### Aim:
Change every "list the results" to "report the results" in the rows below and leave everything else untouched.

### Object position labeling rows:
(begin)

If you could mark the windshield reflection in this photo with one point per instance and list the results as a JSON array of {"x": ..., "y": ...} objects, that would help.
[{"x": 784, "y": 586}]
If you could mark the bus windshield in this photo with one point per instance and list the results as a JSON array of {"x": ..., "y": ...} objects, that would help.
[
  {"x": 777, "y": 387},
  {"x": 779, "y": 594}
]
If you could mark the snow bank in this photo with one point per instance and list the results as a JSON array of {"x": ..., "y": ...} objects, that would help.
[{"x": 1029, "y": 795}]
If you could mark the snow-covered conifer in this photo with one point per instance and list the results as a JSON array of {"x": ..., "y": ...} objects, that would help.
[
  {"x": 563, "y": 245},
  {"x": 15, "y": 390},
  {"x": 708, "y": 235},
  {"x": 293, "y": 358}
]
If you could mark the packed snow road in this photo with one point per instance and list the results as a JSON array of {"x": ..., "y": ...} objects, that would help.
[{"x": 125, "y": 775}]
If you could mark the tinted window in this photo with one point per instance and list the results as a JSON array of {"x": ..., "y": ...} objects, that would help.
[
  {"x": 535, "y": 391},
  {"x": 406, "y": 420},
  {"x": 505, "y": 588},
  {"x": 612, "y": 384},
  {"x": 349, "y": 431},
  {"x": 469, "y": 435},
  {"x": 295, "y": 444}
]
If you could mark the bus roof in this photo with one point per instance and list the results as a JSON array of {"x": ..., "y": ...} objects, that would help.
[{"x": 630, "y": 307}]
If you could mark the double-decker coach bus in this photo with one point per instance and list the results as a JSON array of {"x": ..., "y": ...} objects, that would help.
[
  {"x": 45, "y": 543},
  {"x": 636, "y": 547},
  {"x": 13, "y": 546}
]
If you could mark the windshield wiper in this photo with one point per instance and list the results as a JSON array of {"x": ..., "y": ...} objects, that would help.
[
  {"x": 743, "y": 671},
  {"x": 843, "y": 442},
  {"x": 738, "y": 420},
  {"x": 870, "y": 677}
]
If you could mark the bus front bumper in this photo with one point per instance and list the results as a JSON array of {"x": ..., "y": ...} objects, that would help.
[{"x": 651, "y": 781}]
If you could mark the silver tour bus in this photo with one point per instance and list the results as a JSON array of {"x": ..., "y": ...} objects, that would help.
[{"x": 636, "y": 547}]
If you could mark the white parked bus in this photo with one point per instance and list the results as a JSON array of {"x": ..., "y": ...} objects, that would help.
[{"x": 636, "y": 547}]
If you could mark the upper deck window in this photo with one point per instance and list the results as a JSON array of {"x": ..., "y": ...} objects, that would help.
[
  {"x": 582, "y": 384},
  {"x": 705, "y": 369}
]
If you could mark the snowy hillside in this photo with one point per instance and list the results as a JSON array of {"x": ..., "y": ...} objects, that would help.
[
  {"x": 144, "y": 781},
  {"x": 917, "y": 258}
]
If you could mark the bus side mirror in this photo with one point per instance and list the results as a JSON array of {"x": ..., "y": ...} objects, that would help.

(end)

### Solution below:
If you could mark the windshield reflection in this photo with one point per instance and report the results as a JSON array of {"x": ..., "y": ...} objects, that would help.
[{"x": 784, "y": 586}]
If you could mark the bus windshield in this photo with one point per instance and report the results as a JSON array of {"x": ..., "y": ...} objects, that would help.
[
  {"x": 777, "y": 387},
  {"x": 779, "y": 594}
]
If you could mark the snow bank in this photo with one point per instance and report the results as a JSON array of {"x": ..., "y": ...} objects, that would help.
[{"x": 1029, "y": 795}]
If you could mark the snow-covered conifer in this photo with one point per instance and report the results as a JSON array of {"x": ..., "y": ...} objects, that would help.
[
  {"x": 563, "y": 245},
  {"x": 15, "y": 390},
  {"x": 708, "y": 235},
  {"x": 293, "y": 358}
]
If you could mark the packed snow road in this photo with one point per instance and report the results as a JSON array of {"x": ..., "y": ...} objects, that would help.
[{"x": 125, "y": 775}]
If you could mark the tinted window in this photo with one point per instance and report the results as a JSON array of {"x": ..., "y": ...} objects, that would help.
[
  {"x": 535, "y": 391},
  {"x": 406, "y": 420},
  {"x": 505, "y": 588},
  {"x": 612, "y": 384},
  {"x": 349, "y": 431},
  {"x": 469, "y": 435},
  {"x": 295, "y": 444}
]
If you could mark the bus roof in this photo with one point per instance and report the results as a JSON array of {"x": ..., "y": ...} objects, that would help.
[{"x": 630, "y": 307}]
If you could mark the double-decker coach bus in this photo with one point per instance and report the results as a JSON array of {"x": ..., "y": ...} objects, that would help.
[
  {"x": 45, "y": 543},
  {"x": 636, "y": 547},
  {"x": 13, "y": 546}
]
If you could mark the windshield wiper in this photo with one point per instance and report the results as a JSON array of {"x": ..., "y": ...} objects, that would help.
[
  {"x": 743, "y": 671},
  {"x": 843, "y": 442},
  {"x": 738, "y": 420},
  {"x": 870, "y": 677}
]
If you could mark the bus front bumper in this photo with one point per instance and report the results as a JSON array of {"x": ..., "y": ...} objects, that would help.
[{"x": 651, "y": 781}]
If you could mark the silver tour bus in this photo with one point per instance and report the results as a JSON array of {"x": ..., "y": ...} objects, that would help.
[{"x": 636, "y": 547}]
If you could mark the white parked bus in this photo with one point per instance and report the results as a JSON array of {"x": ..., "y": ...} objects, that would help.
[{"x": 636, "y": 547}]
If you could mark the upper deck window in this photo with one point per instance and report the results as a JSON array of {"x": ..., "y": ...} objects, that would help.
[
  {"x": 582, "y": 384},
  {"x": 705, "y": 369}
]
If you could mark the snowy hillside in this photo with one point per instance and report the results as a JSON array of {"x": ..., "y": ...} objects, that would help.
[
  {"x": 144, "y": 781},
  {"x": 917, "y": 258}
]
If you could mark the bus side mirror in this photo with one point per instance and report the results as a JSON array of {"x": ..., "y": ...} objects, that would help.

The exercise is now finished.